> **Problem details**
Render every line of the material below as a JSON array of strings, one string per line and with blank lines omitted. Start from the line that contains "If you could spot the shirt" and continue through the end of the material, both ends inclusive.

-- BEGIN --

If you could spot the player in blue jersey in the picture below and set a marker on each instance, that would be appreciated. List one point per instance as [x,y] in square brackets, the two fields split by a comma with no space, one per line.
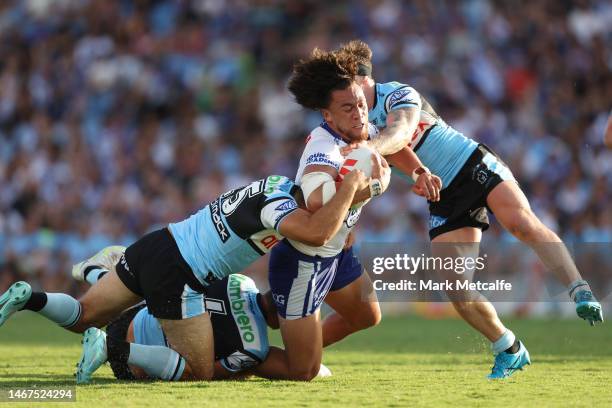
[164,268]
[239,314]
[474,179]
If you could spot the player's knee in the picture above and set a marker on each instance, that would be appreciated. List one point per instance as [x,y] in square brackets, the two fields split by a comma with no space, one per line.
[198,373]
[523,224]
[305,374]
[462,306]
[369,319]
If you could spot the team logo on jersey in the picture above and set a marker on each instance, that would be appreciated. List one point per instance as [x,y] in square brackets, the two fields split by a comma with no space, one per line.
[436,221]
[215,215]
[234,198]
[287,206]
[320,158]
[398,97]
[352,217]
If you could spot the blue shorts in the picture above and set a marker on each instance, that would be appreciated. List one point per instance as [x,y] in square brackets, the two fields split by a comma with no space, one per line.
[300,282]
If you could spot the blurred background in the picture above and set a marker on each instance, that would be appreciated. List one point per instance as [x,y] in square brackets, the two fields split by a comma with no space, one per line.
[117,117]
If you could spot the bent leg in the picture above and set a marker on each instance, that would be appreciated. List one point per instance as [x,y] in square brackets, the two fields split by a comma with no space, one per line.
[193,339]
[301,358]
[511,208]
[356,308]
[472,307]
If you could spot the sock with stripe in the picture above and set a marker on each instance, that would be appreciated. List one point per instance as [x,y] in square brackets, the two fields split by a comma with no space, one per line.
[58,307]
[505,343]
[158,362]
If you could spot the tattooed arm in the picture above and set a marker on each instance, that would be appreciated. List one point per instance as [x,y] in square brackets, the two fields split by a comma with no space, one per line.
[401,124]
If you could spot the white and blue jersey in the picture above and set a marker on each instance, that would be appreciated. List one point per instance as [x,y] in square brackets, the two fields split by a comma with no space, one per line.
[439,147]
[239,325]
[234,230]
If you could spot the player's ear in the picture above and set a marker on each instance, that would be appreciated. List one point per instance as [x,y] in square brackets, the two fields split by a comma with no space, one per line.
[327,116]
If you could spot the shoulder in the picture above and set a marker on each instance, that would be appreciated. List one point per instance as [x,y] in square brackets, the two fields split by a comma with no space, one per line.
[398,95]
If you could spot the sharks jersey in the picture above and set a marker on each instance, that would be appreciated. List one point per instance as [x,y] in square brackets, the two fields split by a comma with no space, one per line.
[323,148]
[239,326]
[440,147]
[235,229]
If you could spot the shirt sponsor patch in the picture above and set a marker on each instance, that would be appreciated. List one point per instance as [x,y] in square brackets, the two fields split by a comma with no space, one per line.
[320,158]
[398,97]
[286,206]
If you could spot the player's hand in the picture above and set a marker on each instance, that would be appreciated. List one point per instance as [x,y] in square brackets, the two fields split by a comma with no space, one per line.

-- END --

> **Right answer**
[
  "If you could spot the shirt sponsor patch in the picture above and set a marker on each instance, that would be appreciated. List one point per instance as [x,y] in square brackets, the two fields split by a comma with no space, one per line.",
  "[320,158]",
  "[398,97]",
  "[286,206]",
  "If you could spot the player's hand in the picture above and set a marker on each instance, that would be appreciated. List one point per instance as [x,y] in square brackets, the two fields split by a comma with no space, one per line."
]